What to work on - How many lines of the data contain the string "rough"? Write the number and nothing more.

——————————

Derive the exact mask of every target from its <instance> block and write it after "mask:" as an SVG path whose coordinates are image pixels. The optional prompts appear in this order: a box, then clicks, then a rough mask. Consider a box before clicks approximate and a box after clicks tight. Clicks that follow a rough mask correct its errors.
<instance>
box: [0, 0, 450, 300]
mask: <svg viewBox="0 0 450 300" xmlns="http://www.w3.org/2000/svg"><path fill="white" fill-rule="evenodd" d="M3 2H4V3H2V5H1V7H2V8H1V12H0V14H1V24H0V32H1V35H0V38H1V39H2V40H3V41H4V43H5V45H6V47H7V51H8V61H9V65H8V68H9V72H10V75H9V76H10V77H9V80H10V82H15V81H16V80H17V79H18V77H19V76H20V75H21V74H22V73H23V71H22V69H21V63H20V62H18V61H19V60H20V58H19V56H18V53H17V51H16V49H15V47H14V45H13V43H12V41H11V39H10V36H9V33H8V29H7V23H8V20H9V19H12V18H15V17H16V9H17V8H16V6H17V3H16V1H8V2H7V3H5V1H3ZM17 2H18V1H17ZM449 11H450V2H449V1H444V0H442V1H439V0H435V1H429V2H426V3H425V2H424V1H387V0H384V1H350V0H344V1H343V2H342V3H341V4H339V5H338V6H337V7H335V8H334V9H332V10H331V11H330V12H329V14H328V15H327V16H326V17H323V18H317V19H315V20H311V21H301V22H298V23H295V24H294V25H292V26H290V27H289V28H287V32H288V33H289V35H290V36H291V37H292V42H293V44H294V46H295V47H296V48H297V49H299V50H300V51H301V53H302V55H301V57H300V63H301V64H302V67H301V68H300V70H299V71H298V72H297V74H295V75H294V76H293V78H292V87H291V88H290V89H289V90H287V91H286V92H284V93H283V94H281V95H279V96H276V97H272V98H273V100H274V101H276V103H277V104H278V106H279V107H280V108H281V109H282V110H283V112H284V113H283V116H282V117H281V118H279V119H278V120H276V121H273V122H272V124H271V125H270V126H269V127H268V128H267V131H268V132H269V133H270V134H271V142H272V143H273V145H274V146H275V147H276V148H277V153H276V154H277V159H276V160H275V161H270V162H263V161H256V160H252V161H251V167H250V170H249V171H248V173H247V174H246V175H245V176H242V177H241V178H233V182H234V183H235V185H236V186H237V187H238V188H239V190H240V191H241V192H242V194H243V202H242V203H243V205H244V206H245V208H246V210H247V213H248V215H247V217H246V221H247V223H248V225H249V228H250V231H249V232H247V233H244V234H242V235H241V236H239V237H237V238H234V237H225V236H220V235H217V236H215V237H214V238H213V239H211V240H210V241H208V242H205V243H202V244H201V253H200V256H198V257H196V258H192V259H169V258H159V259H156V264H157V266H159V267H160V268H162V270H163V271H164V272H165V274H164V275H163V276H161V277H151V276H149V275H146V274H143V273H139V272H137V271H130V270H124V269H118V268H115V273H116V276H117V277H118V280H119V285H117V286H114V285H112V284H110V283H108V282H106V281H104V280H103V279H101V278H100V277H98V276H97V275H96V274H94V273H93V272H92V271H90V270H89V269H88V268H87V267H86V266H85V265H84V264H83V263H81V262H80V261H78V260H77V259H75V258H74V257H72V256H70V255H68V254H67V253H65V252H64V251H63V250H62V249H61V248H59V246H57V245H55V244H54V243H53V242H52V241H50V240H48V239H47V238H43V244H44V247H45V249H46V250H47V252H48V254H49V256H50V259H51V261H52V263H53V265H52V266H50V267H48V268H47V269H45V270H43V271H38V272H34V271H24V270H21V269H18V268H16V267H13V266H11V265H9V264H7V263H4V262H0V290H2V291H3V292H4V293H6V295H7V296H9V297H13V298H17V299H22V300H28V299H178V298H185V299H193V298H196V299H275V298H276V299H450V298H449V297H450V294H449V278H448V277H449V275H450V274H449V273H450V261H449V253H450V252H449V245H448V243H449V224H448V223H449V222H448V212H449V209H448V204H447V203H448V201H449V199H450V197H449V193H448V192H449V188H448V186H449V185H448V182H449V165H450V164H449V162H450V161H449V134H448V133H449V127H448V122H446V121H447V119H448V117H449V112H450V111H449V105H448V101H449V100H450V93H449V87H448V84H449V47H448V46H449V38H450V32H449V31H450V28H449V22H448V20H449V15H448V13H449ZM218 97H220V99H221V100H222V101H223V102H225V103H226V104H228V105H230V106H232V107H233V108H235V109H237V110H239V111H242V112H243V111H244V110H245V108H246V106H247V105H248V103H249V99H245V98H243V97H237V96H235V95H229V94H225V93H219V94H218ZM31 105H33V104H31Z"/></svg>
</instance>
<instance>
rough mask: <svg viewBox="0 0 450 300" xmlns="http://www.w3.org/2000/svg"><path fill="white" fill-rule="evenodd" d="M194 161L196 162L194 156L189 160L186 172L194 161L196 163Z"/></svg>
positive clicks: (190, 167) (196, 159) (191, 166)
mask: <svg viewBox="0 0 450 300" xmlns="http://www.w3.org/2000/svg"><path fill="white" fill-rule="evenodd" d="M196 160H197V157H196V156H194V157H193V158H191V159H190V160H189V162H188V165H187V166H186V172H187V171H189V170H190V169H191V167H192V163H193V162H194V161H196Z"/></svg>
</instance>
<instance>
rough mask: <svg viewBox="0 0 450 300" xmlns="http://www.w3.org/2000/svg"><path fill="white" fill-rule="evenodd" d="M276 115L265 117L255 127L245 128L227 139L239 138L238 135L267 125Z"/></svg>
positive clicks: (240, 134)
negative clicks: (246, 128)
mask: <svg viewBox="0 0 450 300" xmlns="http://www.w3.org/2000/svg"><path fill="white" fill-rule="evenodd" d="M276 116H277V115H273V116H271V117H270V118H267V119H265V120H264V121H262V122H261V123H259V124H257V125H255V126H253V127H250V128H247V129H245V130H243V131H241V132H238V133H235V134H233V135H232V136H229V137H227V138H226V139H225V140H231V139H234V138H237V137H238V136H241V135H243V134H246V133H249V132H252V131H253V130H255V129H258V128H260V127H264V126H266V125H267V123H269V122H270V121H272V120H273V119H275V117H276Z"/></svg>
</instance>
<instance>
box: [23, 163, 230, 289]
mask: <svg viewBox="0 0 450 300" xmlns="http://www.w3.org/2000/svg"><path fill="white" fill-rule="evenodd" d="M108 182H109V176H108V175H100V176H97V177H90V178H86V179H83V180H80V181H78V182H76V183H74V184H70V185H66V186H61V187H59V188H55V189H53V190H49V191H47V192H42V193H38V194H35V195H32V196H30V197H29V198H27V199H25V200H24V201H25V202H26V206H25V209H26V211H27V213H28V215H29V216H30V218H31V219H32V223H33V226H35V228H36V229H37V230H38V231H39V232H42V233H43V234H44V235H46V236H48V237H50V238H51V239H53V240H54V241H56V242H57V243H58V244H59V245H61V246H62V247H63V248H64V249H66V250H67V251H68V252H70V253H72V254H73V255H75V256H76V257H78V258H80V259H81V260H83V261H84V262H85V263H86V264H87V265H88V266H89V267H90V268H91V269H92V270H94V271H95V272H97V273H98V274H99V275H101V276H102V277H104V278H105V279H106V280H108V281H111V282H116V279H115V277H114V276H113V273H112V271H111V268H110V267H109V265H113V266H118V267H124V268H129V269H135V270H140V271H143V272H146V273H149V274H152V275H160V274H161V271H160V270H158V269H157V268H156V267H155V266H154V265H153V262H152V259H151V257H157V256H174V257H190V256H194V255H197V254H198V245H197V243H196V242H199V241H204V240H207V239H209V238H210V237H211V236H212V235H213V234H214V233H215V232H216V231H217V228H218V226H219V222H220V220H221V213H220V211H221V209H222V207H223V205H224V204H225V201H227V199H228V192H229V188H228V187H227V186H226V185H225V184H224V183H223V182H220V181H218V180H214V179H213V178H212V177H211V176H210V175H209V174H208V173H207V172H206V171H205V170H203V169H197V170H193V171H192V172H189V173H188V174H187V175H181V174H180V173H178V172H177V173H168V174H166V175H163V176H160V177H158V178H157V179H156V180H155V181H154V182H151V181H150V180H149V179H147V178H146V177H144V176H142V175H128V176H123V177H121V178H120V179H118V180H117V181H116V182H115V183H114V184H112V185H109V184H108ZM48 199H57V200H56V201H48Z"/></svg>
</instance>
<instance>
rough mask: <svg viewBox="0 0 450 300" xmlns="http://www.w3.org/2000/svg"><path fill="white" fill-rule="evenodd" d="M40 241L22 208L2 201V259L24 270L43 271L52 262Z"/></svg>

——————————

Response - 4